PASSAGE TO READ -
####################
Bring your soul into it.

If you want to go soulful it helps to have the Artist, the Mystic and the Scientist in your pocket.

. . . . . . .

The Artist is the creator.

The Mystic is the soul source.

The Scientist is the brainpower.

. . . . . . .

[Coming this summer: The Artist, The Mystic and The Scientist]

7. Stevia: Some micro changes come easily

This micro change started out the best of them all! Because when I began — so casually it could easily have been missed — it was unplanned.

Week 7 of My Year of Micro Experiments began with a comment from my friend Mike Cohen — founder of the neurofeedback Center For Brain Training.

We go to breakfast once or twice a week. This time Mike had to leave early after a fast meal to go save another brain. Just before he departed, he saw me loading up on artificial sweetener again, as is my wont with my ice tea in the mornings.

And do I ever like my ice tea — two to three glasses. Meaning two to three packets of this chemical compound straight not out of nature.

Mike:I hope you switch to stevia someday. It’s so much better for your brain — and your gut biome.”

Me: “Yeah, I know, but I’ve tried it and didn’t like the taste. Especially the aftertaste.”

Mike: “There are a number of varieties, why don’t you try some others?”

That was it. An expression of concern for my health — my mental health! — from someone in the mental health field.

After he left I glanced over at the sweetener tray — Stevia In The Raw — couldn’t believe it was there — hadn’t noticed stevia as an option in the diners and breakfast places I frequented.

So I tried it.

It wasn’t so bad. Less sweet than the artificial sweeteners, which I had to carefully aportion to not over sweeten. FAR less sweet than sweet tea, which, God, how did I ever drink that dreck in my overspent youth–

Here’s the thing about micro experiments. Once you get on this path, your mind opens up to micro change.

Knowing you can ditch it after a short while let’s you off the hook — the main obstacle to so much we wish to change is the heavy thought, “For the rest of my life?! For eternity??”

Why even try?

But for a week? That seems so inconsequential. So little effort. Especially after engaging weeks of sequential small changes.

In this case with stevia, I wasn’t even thinking a few days, I was thinking, I’ll try this now, the packet is here.

Later at home I mentioned to Ann the stevia I’d tried didn’t really suck. She opened a cabinet and pulled out some packets of Truvia, another stevia variant.

Ann: “Why not try these?”

Me: “Whoa. How did you happen to have these here?”

Ann, sly smile: “I’ve been hoping for a couple of years you might try these at some point.”

She too had hoped to quell my artificial sweetener jones….

In my backpack they went — it’s my mobile office, going with me everywhere I go.

Next day, tried ‘em and haven’t gone back. There’s a slight taste adjustment, but not like when I gave up Mountain Dew almost two years prior.

Even still, I wasn’t imagining that switching to stevia would become a tweak of the week, not till Day 3. Then it was, why not?

Writing this many weeks later affords some powerful hindsight. In this case stevia has become part of my life. Once or twice in the intervening weeks I ran out of the stevia packets in my backpack — and found myself pining for it when sugar and artificial sweeteners were the only items at hand.

When I committed to a year of micro experiments I didn’t realize how much it would loosen up strongly-held patterns. Everything was on the table. If it was a small change, why not?
####################
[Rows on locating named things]
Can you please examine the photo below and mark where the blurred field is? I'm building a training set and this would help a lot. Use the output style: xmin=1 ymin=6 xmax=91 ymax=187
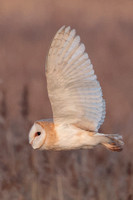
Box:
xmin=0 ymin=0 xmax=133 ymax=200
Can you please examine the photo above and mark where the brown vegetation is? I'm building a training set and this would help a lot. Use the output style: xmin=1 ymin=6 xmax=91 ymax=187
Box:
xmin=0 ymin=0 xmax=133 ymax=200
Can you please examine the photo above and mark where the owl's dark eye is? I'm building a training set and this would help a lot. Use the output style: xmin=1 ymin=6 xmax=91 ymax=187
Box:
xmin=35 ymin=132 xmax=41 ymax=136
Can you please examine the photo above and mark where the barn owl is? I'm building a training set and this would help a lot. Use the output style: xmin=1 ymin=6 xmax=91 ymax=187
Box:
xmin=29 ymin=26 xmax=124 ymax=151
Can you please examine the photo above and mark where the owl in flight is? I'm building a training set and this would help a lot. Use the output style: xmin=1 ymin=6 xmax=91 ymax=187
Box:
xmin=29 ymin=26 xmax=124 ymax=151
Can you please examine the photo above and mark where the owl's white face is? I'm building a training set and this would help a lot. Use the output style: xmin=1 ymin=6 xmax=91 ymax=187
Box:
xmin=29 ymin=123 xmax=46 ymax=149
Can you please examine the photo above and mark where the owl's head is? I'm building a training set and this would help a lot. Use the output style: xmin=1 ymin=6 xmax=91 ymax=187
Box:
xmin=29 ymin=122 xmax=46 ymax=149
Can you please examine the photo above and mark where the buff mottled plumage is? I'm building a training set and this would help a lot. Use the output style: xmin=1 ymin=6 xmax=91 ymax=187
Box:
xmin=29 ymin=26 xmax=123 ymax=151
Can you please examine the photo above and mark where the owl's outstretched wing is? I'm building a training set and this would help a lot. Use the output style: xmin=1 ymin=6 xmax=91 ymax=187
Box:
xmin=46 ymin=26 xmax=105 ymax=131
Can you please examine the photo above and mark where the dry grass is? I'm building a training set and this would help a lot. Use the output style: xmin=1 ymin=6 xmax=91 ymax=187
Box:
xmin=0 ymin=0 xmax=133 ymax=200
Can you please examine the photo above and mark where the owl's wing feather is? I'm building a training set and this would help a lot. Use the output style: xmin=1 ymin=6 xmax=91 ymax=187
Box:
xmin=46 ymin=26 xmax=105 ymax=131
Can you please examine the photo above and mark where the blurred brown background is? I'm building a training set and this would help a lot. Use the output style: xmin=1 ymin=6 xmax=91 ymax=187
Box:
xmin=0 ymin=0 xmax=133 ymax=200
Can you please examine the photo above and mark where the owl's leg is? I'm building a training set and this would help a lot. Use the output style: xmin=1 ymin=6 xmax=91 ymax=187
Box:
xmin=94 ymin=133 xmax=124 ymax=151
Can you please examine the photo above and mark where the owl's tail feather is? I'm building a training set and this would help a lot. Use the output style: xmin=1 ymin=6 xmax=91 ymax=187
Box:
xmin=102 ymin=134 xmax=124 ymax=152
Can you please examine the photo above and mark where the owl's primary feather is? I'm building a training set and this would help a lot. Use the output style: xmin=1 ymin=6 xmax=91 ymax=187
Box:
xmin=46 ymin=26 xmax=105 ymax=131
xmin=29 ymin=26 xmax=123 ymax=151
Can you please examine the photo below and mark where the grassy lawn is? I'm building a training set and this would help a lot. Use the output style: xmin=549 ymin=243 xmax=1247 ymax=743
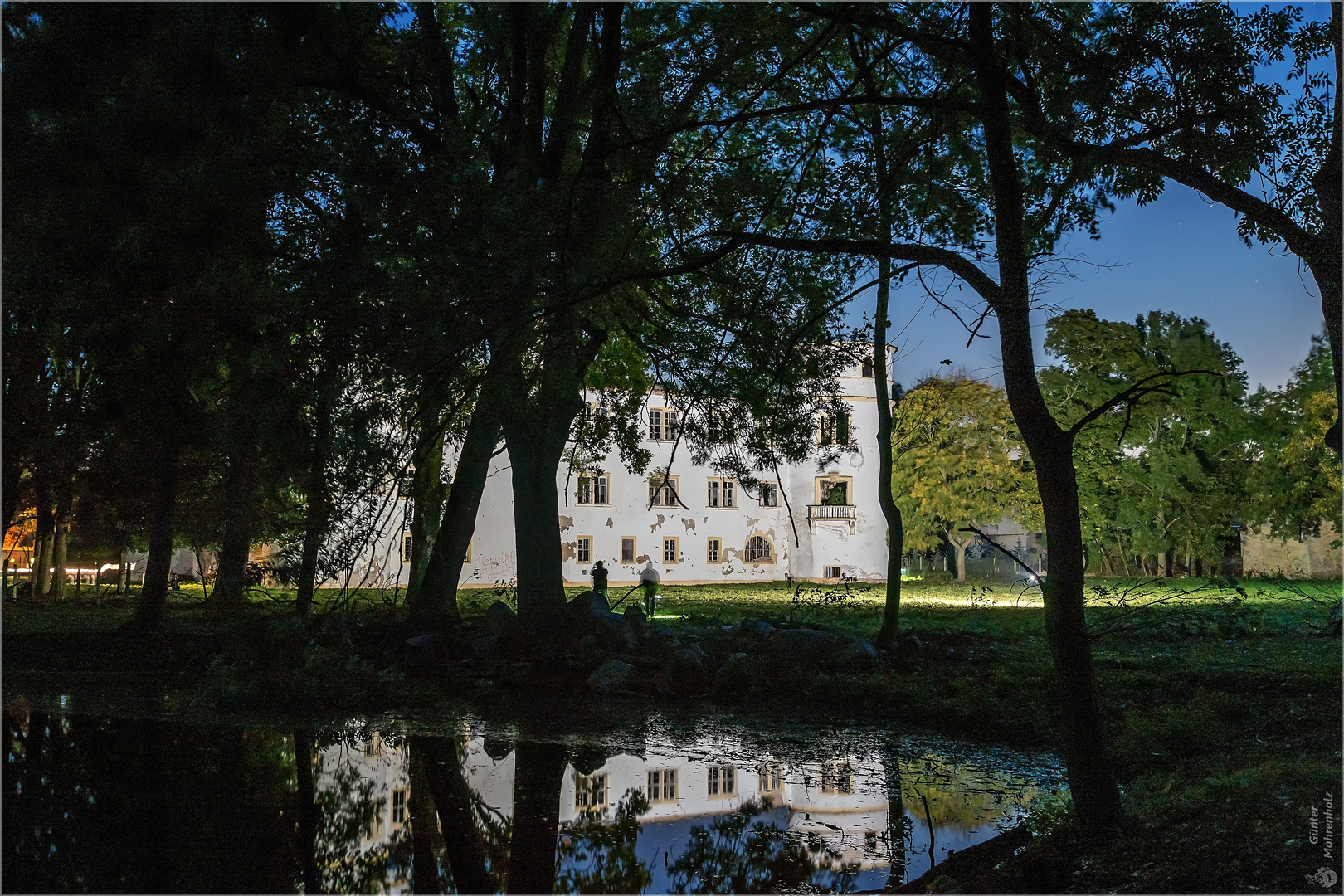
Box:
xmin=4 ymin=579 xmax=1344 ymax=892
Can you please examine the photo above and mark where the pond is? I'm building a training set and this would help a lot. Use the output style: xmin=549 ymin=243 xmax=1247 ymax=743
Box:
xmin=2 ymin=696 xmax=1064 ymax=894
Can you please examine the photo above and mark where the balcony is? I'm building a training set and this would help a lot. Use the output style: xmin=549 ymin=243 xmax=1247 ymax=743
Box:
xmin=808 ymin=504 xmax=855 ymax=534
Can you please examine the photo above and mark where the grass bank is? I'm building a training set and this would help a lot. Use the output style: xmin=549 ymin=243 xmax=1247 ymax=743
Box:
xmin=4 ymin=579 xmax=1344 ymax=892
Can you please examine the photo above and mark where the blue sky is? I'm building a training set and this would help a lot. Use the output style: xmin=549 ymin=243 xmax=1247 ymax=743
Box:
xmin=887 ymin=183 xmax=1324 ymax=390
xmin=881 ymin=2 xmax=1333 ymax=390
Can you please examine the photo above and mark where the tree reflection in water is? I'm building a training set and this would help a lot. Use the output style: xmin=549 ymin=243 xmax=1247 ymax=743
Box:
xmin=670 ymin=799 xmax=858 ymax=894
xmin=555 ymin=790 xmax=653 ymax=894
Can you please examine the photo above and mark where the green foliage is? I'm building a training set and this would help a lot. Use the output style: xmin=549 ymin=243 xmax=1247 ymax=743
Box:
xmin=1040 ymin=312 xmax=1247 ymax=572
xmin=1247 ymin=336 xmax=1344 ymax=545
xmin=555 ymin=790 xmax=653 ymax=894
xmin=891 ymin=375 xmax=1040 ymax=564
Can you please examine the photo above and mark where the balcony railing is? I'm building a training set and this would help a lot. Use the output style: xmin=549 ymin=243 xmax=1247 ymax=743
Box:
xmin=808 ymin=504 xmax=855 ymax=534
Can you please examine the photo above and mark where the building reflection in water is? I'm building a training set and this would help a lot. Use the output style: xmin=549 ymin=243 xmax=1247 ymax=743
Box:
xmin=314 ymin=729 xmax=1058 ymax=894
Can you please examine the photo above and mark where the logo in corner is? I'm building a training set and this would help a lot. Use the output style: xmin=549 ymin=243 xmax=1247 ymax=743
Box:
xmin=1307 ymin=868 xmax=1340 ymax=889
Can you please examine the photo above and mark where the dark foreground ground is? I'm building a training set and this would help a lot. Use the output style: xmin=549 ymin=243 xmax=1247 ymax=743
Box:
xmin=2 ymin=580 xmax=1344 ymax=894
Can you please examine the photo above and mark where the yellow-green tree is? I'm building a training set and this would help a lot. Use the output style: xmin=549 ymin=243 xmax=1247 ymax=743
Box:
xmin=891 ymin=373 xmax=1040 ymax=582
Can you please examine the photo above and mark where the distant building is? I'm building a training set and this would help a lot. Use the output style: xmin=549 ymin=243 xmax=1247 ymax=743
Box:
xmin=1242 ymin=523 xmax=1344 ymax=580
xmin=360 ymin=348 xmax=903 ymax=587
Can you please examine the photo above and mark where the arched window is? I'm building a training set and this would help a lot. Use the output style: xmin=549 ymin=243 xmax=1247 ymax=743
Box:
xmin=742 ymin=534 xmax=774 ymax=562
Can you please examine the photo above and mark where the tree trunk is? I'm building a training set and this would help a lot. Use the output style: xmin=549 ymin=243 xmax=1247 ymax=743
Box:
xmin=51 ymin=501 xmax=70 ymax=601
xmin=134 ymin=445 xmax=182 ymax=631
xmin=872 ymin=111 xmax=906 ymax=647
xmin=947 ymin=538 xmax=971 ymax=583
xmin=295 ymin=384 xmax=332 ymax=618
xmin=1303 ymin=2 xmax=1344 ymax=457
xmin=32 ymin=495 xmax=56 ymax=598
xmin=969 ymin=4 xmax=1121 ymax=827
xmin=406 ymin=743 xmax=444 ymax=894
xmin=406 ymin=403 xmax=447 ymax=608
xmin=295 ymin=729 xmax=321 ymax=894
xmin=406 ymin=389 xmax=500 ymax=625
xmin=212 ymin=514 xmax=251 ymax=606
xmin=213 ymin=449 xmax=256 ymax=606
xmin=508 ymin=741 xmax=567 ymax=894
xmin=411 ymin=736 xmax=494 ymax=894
####################
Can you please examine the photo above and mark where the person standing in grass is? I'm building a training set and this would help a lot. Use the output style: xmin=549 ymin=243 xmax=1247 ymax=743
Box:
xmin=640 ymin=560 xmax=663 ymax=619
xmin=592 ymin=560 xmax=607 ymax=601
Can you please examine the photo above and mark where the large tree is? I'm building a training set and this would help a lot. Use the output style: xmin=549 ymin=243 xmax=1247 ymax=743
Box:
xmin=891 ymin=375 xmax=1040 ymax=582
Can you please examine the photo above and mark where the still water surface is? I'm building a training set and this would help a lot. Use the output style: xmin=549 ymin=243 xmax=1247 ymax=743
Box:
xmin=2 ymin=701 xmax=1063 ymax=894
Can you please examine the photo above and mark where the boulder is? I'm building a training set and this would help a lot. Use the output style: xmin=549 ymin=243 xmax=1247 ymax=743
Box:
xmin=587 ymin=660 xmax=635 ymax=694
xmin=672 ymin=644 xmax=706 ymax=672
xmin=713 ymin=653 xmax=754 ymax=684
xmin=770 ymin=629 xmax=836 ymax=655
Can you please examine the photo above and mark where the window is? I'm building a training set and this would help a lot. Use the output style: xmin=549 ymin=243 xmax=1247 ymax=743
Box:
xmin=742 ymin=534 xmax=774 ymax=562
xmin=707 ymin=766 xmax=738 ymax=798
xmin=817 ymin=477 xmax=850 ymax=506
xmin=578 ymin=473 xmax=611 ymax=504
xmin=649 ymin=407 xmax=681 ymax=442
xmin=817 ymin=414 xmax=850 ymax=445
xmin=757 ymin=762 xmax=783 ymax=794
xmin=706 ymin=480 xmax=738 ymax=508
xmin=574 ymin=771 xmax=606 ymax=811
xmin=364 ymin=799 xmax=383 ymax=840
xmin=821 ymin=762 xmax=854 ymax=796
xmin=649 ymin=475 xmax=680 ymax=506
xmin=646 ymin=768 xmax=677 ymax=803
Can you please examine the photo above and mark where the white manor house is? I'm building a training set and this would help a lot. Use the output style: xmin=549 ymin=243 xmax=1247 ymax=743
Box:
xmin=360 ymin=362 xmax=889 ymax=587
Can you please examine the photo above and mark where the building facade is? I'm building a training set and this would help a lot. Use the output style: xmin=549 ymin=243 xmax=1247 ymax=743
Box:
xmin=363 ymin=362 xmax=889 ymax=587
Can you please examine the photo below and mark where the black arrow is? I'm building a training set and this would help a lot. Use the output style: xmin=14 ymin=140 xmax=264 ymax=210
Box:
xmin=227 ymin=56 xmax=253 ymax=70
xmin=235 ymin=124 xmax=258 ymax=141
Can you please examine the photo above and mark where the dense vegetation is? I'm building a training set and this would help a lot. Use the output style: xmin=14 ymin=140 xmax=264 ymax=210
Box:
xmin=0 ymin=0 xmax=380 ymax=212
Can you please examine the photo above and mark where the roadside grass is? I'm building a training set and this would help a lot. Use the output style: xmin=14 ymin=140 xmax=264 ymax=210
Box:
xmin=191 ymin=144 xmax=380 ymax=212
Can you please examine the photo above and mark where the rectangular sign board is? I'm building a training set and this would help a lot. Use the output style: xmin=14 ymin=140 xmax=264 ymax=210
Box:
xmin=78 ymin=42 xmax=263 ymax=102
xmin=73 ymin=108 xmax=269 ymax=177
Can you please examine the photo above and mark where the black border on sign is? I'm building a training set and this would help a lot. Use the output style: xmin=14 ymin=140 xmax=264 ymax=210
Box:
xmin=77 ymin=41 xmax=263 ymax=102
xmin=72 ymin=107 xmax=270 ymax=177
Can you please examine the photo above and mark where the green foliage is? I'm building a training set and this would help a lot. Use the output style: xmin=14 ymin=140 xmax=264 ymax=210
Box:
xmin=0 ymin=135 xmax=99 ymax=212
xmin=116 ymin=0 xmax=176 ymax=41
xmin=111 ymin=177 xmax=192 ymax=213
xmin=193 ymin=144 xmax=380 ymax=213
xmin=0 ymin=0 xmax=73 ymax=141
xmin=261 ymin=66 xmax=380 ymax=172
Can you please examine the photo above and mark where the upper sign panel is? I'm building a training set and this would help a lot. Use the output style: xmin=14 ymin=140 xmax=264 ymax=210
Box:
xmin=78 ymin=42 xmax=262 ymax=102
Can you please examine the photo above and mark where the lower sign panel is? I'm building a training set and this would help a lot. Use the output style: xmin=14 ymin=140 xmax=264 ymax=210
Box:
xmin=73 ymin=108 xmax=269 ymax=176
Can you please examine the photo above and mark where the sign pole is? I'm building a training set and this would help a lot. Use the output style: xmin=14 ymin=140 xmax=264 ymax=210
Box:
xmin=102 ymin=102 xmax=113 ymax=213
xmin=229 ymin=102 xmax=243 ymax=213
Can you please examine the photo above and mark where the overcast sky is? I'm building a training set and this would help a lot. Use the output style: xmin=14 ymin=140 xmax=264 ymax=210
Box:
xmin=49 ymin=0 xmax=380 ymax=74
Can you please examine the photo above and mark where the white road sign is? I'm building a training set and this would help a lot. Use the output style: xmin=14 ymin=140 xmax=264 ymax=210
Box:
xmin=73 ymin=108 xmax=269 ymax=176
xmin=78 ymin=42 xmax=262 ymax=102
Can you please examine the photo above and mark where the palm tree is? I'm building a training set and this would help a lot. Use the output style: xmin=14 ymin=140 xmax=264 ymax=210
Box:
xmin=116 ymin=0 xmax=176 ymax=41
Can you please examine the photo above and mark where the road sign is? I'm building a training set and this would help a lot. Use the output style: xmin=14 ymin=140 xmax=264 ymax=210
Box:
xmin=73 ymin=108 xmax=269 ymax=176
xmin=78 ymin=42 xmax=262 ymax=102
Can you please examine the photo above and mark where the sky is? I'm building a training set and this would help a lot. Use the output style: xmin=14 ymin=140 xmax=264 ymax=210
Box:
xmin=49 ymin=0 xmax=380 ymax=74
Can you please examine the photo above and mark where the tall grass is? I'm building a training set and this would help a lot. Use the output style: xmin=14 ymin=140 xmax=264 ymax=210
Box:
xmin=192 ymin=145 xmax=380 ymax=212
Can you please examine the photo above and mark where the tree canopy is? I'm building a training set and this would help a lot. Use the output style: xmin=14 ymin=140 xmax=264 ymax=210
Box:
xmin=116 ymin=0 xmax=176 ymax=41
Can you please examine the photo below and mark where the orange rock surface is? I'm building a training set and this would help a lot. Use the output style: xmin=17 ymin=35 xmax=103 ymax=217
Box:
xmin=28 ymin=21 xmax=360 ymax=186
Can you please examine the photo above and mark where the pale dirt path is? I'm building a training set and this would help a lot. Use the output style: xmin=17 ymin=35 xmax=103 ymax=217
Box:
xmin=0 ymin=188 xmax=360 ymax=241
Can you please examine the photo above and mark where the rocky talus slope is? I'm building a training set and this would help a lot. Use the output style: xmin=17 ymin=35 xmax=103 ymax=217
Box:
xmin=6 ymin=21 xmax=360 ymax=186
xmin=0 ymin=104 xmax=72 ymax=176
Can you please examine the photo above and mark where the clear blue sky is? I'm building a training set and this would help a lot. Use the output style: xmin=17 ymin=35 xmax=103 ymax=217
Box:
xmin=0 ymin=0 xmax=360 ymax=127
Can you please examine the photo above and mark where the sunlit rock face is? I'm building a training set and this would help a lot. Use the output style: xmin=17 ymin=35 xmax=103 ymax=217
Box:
####################
EXERCISES TO COMPLETE -
1. Using the passage on switching to stevia, decide whether each statement agrees with it. Answer yes or no for each, quoting the deciding words. (a) Mike Cohen founded the Center For Brain Training. (b) The writer drinks one glass of ice tea in the mornings. (c) Ann kept packets of Truvia in a cabinet at home.
2. Proceed with the passage on switching to stevia, starting right after its final sentence.

PER-TASK ANSWERS -
1.
(a) Yes: "founder of the neurofeedback Center For Brain Training."
(b) No: "two to three glasses."
(c) Yes: "She opened a cabinet and pulled out some packets of Truvia, another stevia variant."

2.
My routines became more malleable in the light of micro experiments. Never would I be attempting something dramatic — to the contrary, because each change by definition had to be small scale, it became playful.

And once playing this weekly micro-change game, my mind scanned for opportunities for incremental betterment.

The upside has been a surprising willingness to let my curiosity take me where it wants.


6. No sodas: A story of abysmal and repeated failure that led . . . eventually to sparkling (water) success

Sometimes failure is just failure. You miss the mark by miles and move on. Sometimes, however, failure prompts a better effort.

Sometimes failure begets more failure … that then … eventually … forces a turnabout.

That last sentiment reflects how Week 6 of My Year of Micro Experiments went.

The goal of Week 6 was simple: No sodas.

Not for any days of the week. No cheat days allowed. Splurge days I call ’em. Makes it sound more like release than sin.

I made it 5 days. That weekend I went off program and didn’t come back. Which in this case was unacceptable.

I know me — Soda Me will take a splurge day and turn it into a splurge year.

So I re-upped for another week. At first I thought, What about at least 6 days in a row, maybe one splurgey day?

No no no, let’s go for 7 . . . see if you can give the crap up!

I used cokes as backup when I gave up Mountain Dew almost two years ago — because I don’t like it that much. But a couple days a week turned into many. For months on end. Not cool.

Especially when I began adding other sugary confections into the mix. Which added waistline. In a carb-heavy diet, girth happens.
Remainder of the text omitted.